Copy the data below word for word, leaving out the pictures.

[Pointing dataset excerpts]
** BEGIN **

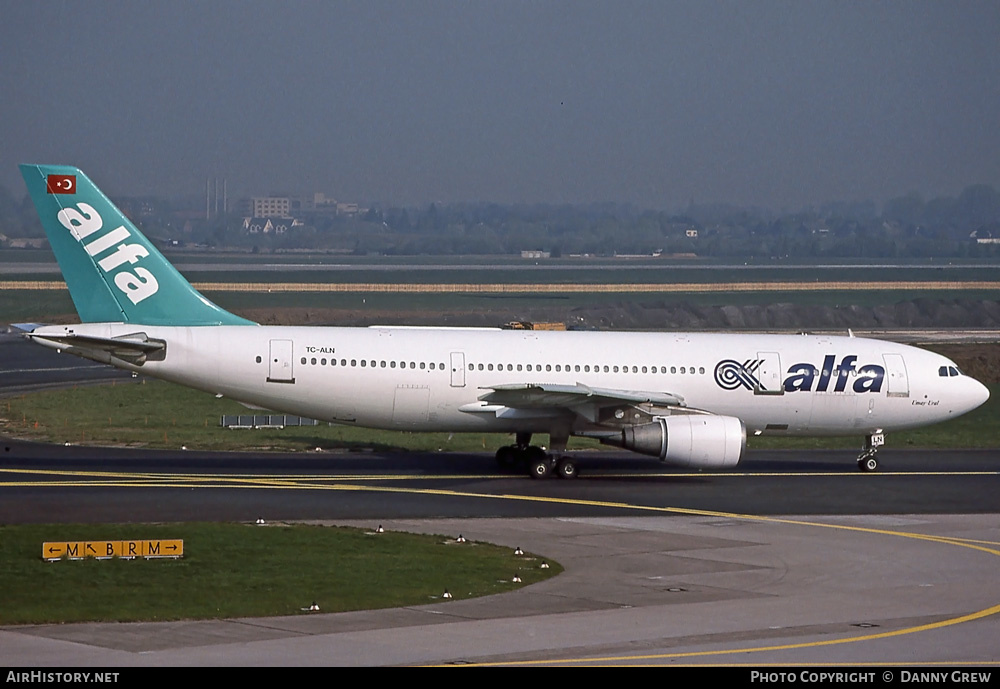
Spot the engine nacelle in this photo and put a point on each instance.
(692, 440)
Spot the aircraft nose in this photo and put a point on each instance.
(978, 394)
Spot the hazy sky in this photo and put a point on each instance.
(780, 104)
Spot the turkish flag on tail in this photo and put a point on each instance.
(60, 184)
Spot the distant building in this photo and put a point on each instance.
(985, 236)
(269, 207)
(269, 225)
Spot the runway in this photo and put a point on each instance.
(796, 558)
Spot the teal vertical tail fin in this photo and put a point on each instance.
(113, 272)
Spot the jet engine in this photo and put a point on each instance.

** END **

* **PROBLEM SOLUTION**:
Spot the engine nacelle in this photo and put a point on each instance.
(692, 440)
Spot the aircraft nose in this photo and put a point on each instance.
(978, 394)
Spot the hazy sky in this photo and put a point on each instance.
(780, 104)
Spot the turkish flag on tail in this photo and put a point on each instance.
(60, 184)
Spot the distant building in this photo and put a point on each instance.
(985, 236)
(269, 207)
(269, 225)
Spot the runway in this photo and put a point on each instance.
(796, 558)
Spot the teal vertical tail fin in this photo and put a point on each instance.
(113, 272)
Spot the jet engine in this photo and put a point on each instance.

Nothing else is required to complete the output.